**Excerpted text**
--- --- ---
The US Food and Drug Administration (FDA) has approved Spravato (esketamine), a new nasal spray medication for treatment-resistant depression.
The approval is in conjunction with an oral antidepressant, for the treatment of depression in adults who have tried other antidepressant medicines but have not benefited from them.
Earlier this year, an FDA advisory body voted 14-2 in favour of the Johnson & Johnson drug, based on three short-term clinical trials and one longer-term maintenance-of-effect trial.
In the short-term study, the spray demonstrated statistically significant effect compared to placebo on the severity of depression, and some effect was seen within two days.
In the longer-term maintenance-of-effect trial, patients who continued the use of Spravato experienced a statistically significantly longer time to relapse of depressive symptoms than patients on placebo nasal spray and oral antidepressant.
The treatment is only available through a restricted distribution system, under a Risk Evaluation and Mitigation Strategy (REMS), because of the risk of adverse outcomes resulting from sedation and dissociation. This is due to strong potential for abuse and misuse of the drug, as it contains a compound similar to street-drug ketamine.
"There has been a long-standing need for additional effective treatments for treatment-resistant depression, a serious and life-threatening condition," said Tiffany Farchione, acting director of the Division of Psychiatry Products in the FDA's Centre for Drug Evaluation and Research.
"Controlled clinical trials that studied the safety and efficacy of this drug, along with careful review through the FDA’s drug approval process including a robust discussion with our external advisory committees, were important to our decision to approve this treatment. Because of safety concerns, the drug will only be available through a restricted distribution system and it must be administered in a certified medical office where the health care provider can monitor the patient.”
Esketamine is the s-enantiomer of ketamine. Ketamine is a mixture of two enantiomers (mirror image molecules), and this is the first FDA approval of esketamine for any use.
--- --- ---
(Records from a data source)
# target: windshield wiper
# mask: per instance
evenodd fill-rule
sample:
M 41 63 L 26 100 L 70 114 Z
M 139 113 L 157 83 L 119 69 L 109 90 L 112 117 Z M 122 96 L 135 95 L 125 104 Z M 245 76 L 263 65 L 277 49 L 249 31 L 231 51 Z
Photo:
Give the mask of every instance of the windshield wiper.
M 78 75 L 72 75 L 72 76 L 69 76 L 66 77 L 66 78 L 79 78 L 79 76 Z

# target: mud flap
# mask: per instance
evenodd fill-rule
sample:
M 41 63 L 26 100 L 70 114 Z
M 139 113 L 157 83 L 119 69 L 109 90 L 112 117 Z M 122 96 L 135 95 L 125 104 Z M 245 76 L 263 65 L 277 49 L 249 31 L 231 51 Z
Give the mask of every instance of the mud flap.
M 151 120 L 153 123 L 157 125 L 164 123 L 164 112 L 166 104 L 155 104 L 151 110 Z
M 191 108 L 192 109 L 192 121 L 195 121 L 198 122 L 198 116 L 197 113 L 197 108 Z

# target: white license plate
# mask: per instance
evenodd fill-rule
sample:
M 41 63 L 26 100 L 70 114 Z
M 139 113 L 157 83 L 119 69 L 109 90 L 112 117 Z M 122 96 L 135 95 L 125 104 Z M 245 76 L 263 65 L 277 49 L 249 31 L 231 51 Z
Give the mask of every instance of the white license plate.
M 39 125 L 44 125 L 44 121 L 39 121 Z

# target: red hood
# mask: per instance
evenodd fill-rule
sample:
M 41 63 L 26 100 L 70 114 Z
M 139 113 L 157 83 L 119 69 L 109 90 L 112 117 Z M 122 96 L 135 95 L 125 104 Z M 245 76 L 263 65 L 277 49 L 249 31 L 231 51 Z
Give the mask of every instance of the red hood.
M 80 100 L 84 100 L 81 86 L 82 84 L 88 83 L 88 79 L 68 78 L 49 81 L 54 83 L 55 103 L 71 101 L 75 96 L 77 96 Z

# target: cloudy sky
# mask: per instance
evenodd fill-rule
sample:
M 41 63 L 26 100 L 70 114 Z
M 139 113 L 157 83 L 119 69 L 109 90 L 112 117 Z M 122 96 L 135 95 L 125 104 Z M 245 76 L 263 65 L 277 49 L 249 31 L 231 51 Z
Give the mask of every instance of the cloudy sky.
--- --- ---
**Exercise goal**
In the esketamine approval article, what was the vote of the FDA advisory body on the Johnson & Johnson drug?

**Answer box**
The vote was 14-2 in favor.